Written task - Write out the part of the data that opens with its first line and closes with the line containing "195 228 L 178", keeping both of those lines and changing nothing.

[Collected data]
# # # #

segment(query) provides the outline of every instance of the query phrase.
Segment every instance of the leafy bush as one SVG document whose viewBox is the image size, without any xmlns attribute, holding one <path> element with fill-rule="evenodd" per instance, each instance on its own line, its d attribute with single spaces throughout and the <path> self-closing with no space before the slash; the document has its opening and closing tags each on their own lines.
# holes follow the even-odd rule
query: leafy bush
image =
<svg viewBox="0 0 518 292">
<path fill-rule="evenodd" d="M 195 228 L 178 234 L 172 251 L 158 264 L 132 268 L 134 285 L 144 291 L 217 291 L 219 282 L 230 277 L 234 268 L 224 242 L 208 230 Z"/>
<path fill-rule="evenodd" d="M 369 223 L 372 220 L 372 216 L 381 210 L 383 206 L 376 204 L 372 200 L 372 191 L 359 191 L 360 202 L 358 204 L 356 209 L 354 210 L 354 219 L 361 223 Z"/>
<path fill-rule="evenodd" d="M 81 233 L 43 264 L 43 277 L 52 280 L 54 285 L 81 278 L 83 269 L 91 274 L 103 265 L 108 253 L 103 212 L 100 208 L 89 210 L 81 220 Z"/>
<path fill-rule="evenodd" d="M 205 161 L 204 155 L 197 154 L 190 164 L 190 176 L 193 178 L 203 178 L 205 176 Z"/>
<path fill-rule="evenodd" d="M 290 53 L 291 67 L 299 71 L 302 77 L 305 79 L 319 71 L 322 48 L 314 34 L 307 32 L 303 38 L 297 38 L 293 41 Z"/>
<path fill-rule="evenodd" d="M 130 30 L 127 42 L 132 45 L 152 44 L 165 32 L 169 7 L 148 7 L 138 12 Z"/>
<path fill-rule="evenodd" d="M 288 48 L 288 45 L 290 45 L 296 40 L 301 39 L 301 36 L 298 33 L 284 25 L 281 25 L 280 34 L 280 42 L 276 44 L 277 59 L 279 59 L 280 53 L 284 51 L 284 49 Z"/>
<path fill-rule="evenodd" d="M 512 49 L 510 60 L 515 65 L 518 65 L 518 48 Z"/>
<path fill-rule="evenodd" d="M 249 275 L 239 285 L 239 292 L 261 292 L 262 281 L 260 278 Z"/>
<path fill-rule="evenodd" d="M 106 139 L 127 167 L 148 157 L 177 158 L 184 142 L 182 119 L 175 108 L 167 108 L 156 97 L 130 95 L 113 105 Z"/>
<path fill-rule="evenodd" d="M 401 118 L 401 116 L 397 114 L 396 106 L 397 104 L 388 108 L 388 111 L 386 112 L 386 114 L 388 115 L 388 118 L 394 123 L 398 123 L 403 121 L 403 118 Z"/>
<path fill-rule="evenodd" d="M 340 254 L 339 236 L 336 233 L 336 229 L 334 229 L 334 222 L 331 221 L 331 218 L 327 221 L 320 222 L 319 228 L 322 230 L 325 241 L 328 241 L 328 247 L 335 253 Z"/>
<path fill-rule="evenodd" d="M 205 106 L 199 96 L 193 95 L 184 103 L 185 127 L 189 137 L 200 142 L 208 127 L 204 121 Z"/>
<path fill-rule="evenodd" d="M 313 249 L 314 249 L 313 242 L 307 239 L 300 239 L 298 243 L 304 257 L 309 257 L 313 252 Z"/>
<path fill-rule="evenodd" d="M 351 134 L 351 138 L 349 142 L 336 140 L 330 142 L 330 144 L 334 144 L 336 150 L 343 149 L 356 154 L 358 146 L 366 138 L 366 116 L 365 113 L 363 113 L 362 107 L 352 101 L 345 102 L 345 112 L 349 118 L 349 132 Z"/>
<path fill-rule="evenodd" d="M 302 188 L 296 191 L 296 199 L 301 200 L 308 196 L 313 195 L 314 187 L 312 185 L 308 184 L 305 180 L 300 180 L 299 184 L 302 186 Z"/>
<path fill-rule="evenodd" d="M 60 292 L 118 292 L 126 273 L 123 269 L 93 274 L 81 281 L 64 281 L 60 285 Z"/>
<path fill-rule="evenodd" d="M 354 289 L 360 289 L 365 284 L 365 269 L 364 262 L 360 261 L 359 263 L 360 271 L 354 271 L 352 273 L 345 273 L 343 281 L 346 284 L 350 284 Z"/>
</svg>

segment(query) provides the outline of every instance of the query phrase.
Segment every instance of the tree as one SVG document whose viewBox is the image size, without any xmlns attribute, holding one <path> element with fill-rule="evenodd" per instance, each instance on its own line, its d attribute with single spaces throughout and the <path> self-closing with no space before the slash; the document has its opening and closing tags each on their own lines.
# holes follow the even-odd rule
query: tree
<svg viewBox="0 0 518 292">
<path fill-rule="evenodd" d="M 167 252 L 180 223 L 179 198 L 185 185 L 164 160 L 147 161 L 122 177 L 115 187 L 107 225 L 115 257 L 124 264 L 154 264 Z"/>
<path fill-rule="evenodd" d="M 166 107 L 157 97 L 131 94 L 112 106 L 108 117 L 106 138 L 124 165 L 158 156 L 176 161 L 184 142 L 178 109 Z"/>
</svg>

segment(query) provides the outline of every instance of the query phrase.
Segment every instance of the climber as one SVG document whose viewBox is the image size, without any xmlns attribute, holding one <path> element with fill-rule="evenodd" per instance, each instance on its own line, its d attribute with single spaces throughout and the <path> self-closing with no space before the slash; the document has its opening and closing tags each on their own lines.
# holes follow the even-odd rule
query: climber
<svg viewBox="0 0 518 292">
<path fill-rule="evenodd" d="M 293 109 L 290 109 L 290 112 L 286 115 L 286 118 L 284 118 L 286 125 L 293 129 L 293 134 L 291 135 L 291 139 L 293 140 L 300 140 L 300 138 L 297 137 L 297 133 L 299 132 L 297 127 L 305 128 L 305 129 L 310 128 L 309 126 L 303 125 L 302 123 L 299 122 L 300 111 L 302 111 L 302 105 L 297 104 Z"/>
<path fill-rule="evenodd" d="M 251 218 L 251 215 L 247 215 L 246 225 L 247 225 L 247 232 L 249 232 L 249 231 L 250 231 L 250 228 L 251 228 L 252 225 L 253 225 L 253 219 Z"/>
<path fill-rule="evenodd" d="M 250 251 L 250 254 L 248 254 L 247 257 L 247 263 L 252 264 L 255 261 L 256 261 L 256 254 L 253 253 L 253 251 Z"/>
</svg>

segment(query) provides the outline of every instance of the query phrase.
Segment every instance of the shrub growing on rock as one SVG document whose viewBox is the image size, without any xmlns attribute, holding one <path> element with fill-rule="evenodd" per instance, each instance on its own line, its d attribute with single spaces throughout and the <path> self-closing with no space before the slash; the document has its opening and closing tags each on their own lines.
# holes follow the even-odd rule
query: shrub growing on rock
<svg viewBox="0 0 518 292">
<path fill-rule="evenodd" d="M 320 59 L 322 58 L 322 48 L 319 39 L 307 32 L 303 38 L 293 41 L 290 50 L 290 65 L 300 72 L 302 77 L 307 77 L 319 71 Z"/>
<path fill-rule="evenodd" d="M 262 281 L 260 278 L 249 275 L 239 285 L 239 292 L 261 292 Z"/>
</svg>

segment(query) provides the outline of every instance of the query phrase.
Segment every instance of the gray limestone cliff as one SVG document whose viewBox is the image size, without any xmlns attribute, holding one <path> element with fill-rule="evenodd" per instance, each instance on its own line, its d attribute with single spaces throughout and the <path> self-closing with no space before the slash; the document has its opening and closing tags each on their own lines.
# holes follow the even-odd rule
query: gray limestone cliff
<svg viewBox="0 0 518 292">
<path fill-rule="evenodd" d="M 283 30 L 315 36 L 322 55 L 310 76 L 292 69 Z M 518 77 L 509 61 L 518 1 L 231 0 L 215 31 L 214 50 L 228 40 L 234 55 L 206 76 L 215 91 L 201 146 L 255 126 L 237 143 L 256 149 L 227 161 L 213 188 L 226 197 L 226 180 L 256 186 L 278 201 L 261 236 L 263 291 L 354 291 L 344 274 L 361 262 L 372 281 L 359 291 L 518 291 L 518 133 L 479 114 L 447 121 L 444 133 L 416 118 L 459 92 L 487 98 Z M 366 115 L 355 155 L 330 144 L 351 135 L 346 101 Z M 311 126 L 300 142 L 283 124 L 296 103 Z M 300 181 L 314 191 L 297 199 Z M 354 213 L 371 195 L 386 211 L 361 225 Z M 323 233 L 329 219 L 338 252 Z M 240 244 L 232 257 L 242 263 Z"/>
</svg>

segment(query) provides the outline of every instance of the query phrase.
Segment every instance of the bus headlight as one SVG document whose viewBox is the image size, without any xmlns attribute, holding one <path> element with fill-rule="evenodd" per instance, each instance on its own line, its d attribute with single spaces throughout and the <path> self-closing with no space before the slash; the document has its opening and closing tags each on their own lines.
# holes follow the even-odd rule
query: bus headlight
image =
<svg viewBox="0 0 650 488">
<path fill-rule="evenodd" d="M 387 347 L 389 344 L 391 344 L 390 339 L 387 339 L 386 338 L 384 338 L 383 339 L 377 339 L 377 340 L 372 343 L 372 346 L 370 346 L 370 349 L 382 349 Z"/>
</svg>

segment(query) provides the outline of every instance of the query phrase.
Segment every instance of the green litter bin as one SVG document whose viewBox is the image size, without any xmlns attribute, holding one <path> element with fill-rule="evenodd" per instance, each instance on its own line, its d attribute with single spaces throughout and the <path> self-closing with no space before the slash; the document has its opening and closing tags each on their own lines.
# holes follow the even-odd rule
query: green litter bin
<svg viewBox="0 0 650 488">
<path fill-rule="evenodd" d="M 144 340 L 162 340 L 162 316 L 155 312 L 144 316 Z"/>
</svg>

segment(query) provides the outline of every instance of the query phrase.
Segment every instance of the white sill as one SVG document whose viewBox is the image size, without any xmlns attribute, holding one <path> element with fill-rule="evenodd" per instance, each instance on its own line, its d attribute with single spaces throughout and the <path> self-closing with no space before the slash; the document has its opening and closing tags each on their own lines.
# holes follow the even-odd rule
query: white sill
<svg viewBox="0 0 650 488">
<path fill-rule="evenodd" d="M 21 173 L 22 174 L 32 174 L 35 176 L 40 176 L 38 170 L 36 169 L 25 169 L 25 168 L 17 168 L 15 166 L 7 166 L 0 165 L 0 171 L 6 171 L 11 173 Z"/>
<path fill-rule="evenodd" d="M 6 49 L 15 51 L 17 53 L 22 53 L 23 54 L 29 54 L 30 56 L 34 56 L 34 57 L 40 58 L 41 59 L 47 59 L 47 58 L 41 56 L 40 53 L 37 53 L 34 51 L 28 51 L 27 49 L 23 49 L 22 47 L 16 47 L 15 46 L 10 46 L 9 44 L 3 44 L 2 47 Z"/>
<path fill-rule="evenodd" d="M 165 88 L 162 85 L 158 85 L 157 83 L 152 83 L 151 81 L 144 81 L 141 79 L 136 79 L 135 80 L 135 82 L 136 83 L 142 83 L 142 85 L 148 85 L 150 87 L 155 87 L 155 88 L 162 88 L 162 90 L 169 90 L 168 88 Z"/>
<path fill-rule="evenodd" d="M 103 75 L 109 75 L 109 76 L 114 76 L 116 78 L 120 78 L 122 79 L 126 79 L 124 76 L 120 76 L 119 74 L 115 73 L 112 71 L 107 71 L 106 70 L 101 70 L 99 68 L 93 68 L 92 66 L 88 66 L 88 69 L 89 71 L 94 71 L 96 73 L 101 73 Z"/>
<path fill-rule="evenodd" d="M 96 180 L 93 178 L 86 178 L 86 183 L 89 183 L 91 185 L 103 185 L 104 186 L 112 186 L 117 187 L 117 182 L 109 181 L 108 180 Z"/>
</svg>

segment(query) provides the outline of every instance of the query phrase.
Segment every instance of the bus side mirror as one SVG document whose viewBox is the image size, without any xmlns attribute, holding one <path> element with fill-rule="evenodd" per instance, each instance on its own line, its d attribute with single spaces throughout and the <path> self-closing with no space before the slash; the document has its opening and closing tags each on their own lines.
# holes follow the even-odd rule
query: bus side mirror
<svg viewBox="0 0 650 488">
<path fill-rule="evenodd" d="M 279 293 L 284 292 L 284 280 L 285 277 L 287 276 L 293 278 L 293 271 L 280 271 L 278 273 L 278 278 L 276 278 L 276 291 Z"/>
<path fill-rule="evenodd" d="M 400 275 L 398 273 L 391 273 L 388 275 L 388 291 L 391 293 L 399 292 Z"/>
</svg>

# # # #

Problem solution -
segment(query) provides the outline of every instance of the query phrase.
Segment every instance of the leafy bush as one SVG document whose viewBox is the image size, without any xmlns attribute, holding one <path> element with fill-rule="evenodd" per instance, each instance on its own line, its d attribute with single spaces throughout and the <path> self-closing with no space before the slash; the document has its opening and closing tags each on their own lines.
# holes follow the even-odd rule
query: leafy bush
image =
<svg viewBox="0 0 518 292">
<path fill-rule="evenodd" d="M 195 228 L 178 234 L 172 251 L 158 264 L 132 268 L 134 285 L 144 291 L 217 291 L 219 282 L 230 277 L 234 268 L 224 242 L 208 230 Z"/>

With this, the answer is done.